• **Materials provided**
____________________
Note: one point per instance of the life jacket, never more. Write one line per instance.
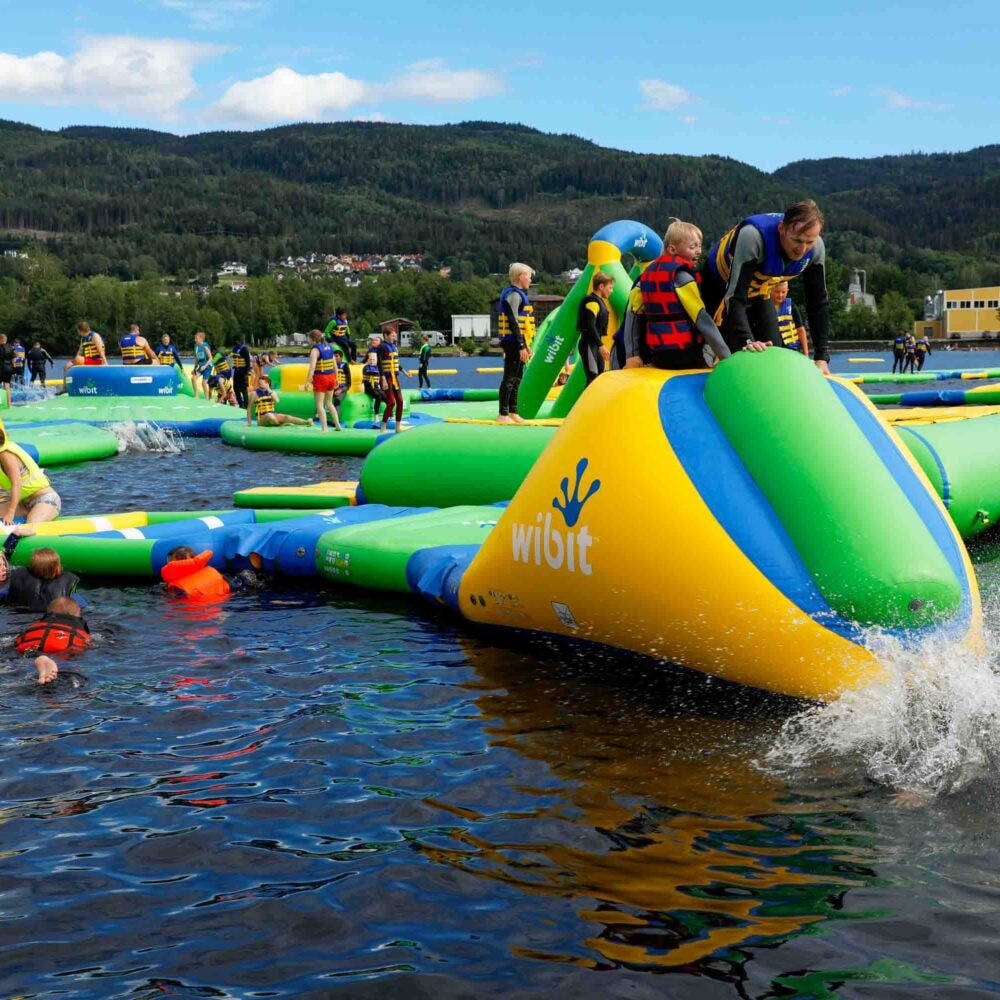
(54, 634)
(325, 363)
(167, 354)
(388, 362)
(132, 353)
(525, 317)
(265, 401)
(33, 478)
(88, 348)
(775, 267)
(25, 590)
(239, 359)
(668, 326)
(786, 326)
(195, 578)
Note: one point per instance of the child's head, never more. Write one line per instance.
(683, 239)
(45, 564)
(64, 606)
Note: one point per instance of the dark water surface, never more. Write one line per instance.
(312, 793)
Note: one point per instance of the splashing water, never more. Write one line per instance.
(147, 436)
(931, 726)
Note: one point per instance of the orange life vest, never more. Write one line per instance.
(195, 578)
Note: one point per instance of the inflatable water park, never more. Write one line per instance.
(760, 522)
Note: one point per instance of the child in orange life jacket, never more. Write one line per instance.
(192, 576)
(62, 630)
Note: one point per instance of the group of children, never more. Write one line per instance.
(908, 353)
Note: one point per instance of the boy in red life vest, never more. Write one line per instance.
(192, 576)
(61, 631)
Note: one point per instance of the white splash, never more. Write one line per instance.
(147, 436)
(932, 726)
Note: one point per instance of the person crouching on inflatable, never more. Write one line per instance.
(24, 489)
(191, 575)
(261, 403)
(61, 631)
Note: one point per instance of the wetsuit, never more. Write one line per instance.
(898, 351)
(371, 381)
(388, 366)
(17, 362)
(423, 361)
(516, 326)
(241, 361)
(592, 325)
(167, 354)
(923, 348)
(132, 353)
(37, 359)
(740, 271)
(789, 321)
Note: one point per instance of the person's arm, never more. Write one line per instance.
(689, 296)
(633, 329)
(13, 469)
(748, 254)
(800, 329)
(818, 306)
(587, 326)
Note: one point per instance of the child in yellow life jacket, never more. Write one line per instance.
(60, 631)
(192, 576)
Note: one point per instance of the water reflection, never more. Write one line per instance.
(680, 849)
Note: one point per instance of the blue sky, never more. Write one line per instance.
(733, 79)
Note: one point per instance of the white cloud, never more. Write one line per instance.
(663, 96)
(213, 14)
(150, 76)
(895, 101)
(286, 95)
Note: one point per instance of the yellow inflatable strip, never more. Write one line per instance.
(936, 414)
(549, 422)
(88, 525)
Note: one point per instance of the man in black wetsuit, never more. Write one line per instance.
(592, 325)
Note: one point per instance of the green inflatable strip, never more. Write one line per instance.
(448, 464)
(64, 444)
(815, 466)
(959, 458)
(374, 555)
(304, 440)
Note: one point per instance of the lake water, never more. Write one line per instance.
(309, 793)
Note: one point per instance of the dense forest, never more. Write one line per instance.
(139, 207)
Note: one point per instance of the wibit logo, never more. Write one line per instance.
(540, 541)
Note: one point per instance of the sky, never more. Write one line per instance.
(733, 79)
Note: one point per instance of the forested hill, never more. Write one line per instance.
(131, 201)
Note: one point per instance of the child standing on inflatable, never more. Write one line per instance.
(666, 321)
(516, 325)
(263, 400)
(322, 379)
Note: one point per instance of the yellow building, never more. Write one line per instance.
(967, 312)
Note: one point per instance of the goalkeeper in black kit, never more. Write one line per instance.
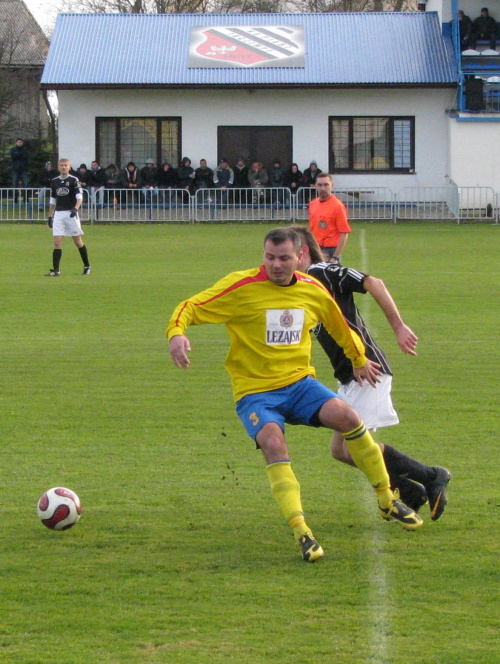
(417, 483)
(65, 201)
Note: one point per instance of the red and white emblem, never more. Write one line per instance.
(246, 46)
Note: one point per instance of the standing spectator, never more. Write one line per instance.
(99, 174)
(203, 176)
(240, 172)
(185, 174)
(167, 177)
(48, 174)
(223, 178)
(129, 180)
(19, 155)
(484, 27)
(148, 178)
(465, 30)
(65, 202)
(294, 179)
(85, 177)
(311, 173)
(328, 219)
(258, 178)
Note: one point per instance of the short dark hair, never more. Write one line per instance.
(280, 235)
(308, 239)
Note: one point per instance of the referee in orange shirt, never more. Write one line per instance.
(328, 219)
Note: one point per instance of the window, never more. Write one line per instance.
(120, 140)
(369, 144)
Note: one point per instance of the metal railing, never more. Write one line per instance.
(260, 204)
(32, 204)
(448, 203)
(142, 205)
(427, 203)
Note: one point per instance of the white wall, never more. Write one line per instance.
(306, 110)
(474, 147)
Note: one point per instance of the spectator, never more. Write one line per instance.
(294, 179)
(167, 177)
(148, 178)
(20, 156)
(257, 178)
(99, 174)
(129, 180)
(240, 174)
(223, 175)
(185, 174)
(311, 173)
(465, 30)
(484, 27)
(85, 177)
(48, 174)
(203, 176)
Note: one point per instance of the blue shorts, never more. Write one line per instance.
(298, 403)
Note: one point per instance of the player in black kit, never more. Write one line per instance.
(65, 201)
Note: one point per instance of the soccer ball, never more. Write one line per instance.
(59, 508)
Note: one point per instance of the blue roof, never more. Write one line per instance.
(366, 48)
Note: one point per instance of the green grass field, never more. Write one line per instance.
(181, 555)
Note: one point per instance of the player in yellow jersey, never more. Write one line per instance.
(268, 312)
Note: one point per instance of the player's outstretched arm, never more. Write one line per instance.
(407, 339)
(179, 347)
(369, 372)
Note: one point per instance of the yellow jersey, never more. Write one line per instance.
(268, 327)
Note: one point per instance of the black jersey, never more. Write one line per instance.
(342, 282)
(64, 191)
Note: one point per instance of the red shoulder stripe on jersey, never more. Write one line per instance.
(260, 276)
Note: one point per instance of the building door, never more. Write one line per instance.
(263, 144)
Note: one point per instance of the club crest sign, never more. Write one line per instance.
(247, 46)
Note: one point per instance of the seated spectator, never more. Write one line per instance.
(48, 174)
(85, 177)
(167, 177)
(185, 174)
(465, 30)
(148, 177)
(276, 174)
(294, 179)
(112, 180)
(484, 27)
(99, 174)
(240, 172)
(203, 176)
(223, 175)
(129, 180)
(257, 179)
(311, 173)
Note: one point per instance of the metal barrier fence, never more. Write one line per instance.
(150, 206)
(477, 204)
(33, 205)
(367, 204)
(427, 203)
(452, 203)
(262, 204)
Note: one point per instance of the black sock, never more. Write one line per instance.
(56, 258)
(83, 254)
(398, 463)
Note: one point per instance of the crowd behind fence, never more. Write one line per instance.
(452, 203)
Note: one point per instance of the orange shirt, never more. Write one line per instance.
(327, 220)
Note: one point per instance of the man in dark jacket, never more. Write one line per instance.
____________________
• **Given instruction**
Render every line of the listing above as a Markdown table with the columns "Row" and "Line", numbering the rows in order and omitting blank lines. Leave the pictures out.

• **Solved problem**
| Row | Line |
|---|---|
| 1 | Note: one point per instance of the life jacket, never more. Write one line per instance. |
| 2 | (54, 634) |
| 3 | (325, 363) |
| 4 | (167, 354) |
| 5 | (388, 362) |
| 6 | (132, 353) |
| 7 | (525, 317) |
| 8 | (265, 401) |
| 9 | (33, 478) |
| 10 | (88, 348) |
| 11 | (775, 267) |
| 12 | (25, 590) |
| 13 | (239, 359) |
| 14 | (668, 326) |
| 15 | (786, 326) |
| 16 | (195, 578) |
| 17 | Note: one point per instance of the child's head, never more. Write one line per instance. |
| 18 | (683, 239) |
| 19 | (45, 564) |
| 20 | (64, 606) |
| 21 | Note: one point per instance of the dark water surface, never more. Write one line per instance. |
| 22 | (312, 793) |
| 23 | Note: one point per instance of the splashing water, never more. Write one line per instance. |
| 24 | (147, 436) |
| 25 | (931, 726) |
| 26 | Note: one point per instance of the orange life vest, never more. Write one line per instance. |
| 27 | (195, 578) |
| 28 | Note: one point per instance of the inflatable water park, never more. Write one line per instance. |
| 29 | (760, 522) |
| 30 | Note: one point per instance of the child in orange life jacket, never more. Write one line per instance. |
| 31 | (192, 576) |
| 32 | (62, 630) |
| 33 | Note: one point per instance of the group of children, never more. Write one line per instance. |
| 34 | (908, 353) |
| 35 | Note: one point per instance of the boy in red life vest, never more. Write one line per instance. |
| 36 | (192, 576) |
| 37 | (61, 631) |
| 38 | Note: one point per instance of the white splash, never more. Write one line per instance. |
| 39 | (147, 436) |
| 40 | (932, 726) |
| 41 | Note: one point per instance of the person crouching on inflatable, never more. Write one line per instance. |
| 42 | (24, 489) |
| 43 | (191, 575) |
| 44 | (261, 403) |
| 45 | (61, 631) |
| 46 | Note: one point per instance of the wetsuit, never more. Write one line per instance. |
| 47 | (898, 351) |
| 48 | (371, 381) |
| 49 | (388, 366) |
| 50 | (17, 362) |
| 51 | (423, 361) |
| 52 | (516, 326) |
| 53 | (241, 361) |
| 54 | (592, 325) |
| 55 | (167, 354) |
| 56 | (923, 348) |
| 57 | (132, 353) |
| 58 | (37, 359) |
| 59 | (740, 271) |
| 60 | (789, 321) |
| 61 | Note: one point per instance of the person's arm, never more. Write one line per instance. |
| 62 | (689, 296) |
| 63 | (633, 329) |
| 64 | (13, 469) |
| 65 | (748, 254) |
| 66 | (800, 329) |
| 67 | (818, 306) |
| 68 | (587, 326) |
| 69 | Note: one point per instance of the child in yellow life jacket, never more. Write one line per instance. |
| 70 | (60, 631) |
| 71 | (192, 576) |
| 72 | Note: one point per instance of the water reflection, never more. Write one line per instance. |
| 73 | (680, 849) |
| 74 | Note: one point per instance of the blue sky, never more. Write one line per instance. |
| 75 | (733, 79) |
| 76 | Note: one point per instance of the white cloud, never more. Write one line per instance. |
| 77 | (663, 96) |
| 78 | (213, 14) |
| 79 | (150, 76) |
| 80 | (895, 101) |
| 81 | (286, 95) |
| 82 | Note: one point per instance of the yellow inflatable strip, never more. Write one line per instance. |
| 83 | (936, 414) |
| 84 | (549, 422) |
| 85 | (88, 525) |
| 86 | Note: one point per instance of the man in black wetsuit, never more. Write one line per instance. |
| 87 | (592, 325) |
| 88 | Note: one point per instance of the green inflatable strip, never more. Write one line per instance. |
| 89 | (448, 464) |
| 90 | (64, 444) |
| 91 | (815, 466) |
| 92 | (959, 458) |
| 93 | (374, 555) |
| 94 | (304, 440) |
| 95 | Note: one point per instance of the lake water, never more. Write one line per instance. |
| 96 | (309, 793) |
| 97 | Note: one point per instance of the dense forest, never more. Write one line per instance. |
| 98 | (139, 207) |
| 99 | Note: one point per instance of the wibit logo, never more. Write one line per instance. |
| 100 | (540, 541) |
| 101 | Note: one point per instance of the sky, never more. Write one line per instance. |
| 102 | (733, 79) |
| 103 | Note: one point per instance of the forested hill, never more. Write one line per instance. |
| 104 | (131, 201) |
| 105 | Note: one point per instance of the child standing on inflatable, never more. Write one line per instance. |
| 106 | (666, 321) |
| 107 | (516, 325) |
| 108 | (263, 400) |
| 109 | (322, 379) |
| 110 | Note: one point per instance of the yellow building, never more. Write one line per instance. |
| 111 | (967, 312) |
| 112 | Note: one point per instance of the goalkeeper in black kit, never more. Write one line per instance. |
| 113 | (417, 483) |
| 114 | (65, 201) |
| 115 | Note: one point per instance of the red and white emblem, never more. Write one line per instance. |
| 116 | (246, 46) |
| 117 | Note: one point per instance of the standing spectator, never more. Write one line per instance. |
| 118 | (99, 174) |
| 119 | (203, 176) |
| 120 | (240, 172) |
| 121 | (185, 174) |
| 122 | (167, 177) |
| 123 | (48, 174) |
| 124 | (223, 178) |
| 125 | (129, 180) |
| 126 | (19, 155) |
| 127 | (484, 27) |
| 128 | (148, 178) |
| 129 | (465, 30) |
| 130 | (65, 202) |
| 131 | (294, 179) |
| 132 | (85, 177) |
| 133 | (311, 173) |
| 134 | (328, 219) |
| 135 | (258, 178) |
| 136 | Note: one point per instance of the short dark hair, never more. Write one line per instance. |
| 137 | (280, 235) |
| 138 | (308, 239) |
| 139 | Note: one point per instance of the referee in orange shirt, never more. Write one line per instance. |
| 140 | (328, 219) |
| 141 | Note: one point per instance of the window, never more. Write one line per instance. |
| 142 | (120, 140) |
| 143 | (369, 144) |
| 144 | Note: one point per instance of the metal railing, never more. Write one line per instance. |
| 145 | (260, 204) |
| 146 | (32, 204) |
| 147 | (448, 203) |
| 148 | (142, 205) |
| 149 | (427, 203) |
| 150 | Note: one point per instance of the white wall, never more. Write one line per instance. |
| 151 | (306, 110) |
| 152 | (474, 147) |
| 153 | Note: one point per instance of the spectator, never more. Write one line per instance. |
| 154 | (294, 179) |
| 155 | (167, 177) |
| 156 | (148, 178) |
| 157 | (20, 156) |
| 158 | (257, 178) |
| 159 | (99, 174) |
| 160 | (129, 180) |
| 161 | (240, 174) |
| 162 | (223, 175) |
| 163 | (185, 174) |
| 164 | (311, 173) |
| 165 | (465, 30) |
| 166 | (484, 27) |
| 167 | (85, 177) |
| 168 | (48, 174) |
| 169 | (203, 176) |
| 170 | Note: one point per instance of the blue shorts, never more. Write one line per instance. |
| 171 | (298, 403) |
| 172 | Note: one point per instance of the player in black kit, never more. Write one line per instance. |
| 173 | (65, 201) |
| 174 | Note: one point per instance of the soccer ball, never more. Write one line per instance. |
| 175 | (59, 508) |
| 176 | Note: one point per instance of the blue roof, never more. Write one line per instance. |
| 177 | (366, 48) |
| 178 | Note: one point per instance of the green grass field, never more. Write one line per instance. |
| 179 | (181, 555) |
| 180 | Note: one point per instance of the player in yellow jersey, never more. Write one line per instance. |
| 181 | (268, 312) |
| 182 | Note: one point per instance of the player's outstretched arm, never more. Write one line per instance. |
| 183 | (407, 339) |
| 184 | (179, 347) |
| 185 | (369, 372) |
| 186 | Note: one point per instance of the yellow jersey, never more. Write one line per instance. |
| 187 | (268, 327) |
| 188 | Note: one point per instance of the black jersey, never more. Write one line per instance. |
| 189 | (342, 282) |
| 190 | (64, 191) |
| 191 | Note: one point per instance of the red shoulder stripe on jersey, never more. Write one line per instance. |
| 192 | (260, 276) |
| 193 | Note: one point per instance of the building door, never more. Write one line per instance. |
| 194 | (263, 144) |
| 195 | Note: one point per instance of the club crest sign, never more. Write one line per instance. |
| 196 | (247, 46) |
| 197 | Note: one point per instance of the seated spectator, never more. Write one line per instance. |
| 198 | (48, 174) |
| 199 | (85, 177) |
| 200 | (167, 177) |
| 201 | (185, 174) |
| 202 | (465, 30) |
| 203 | (148, 177) |
| 204 | (276, 174) |
| 205 | (294, 179) |
| 206 | (112, 180) |
| 207 | (484, 27) |
| 208 | (99, 174) |
| 209 | (240, 172) |
| 210 | (203, 176) |
| 211 | (223, 175) |
| 212 | (129, 180) |
| 213 | (257, 179) |
| 214 | (311, 173) |
| 215 | Note: one point per instance of the metal barrier fence, never more. Write one line per instance. |
| 216 | (150, 206) |
| 217 | (477, 204) |
| 218 | (33, 205) |
| 219 | (367, 204) |
| 220 | (427, 203) |
| 221 | (452, 203) |
| 222 | (262, 204) |
| 223 | Note: one point per instance of the black sock, never more. Write one line per instance. |
| 224 | (56, 258) |
| 225 | (83, 254) |
| 226 | (398, 463) |
| 227 | Note: one point per instance of the crowd behind fence, never more. Write one line per instance. |
| 228 | (452, 203) |
| 229 | Note: one point per instance of the orange shirt, never more. Write one line per instance. |
| 230 | (327, 220) |
| 231 | Note: one point per instance of the man in dark jacket, never more. Write one line per instance. |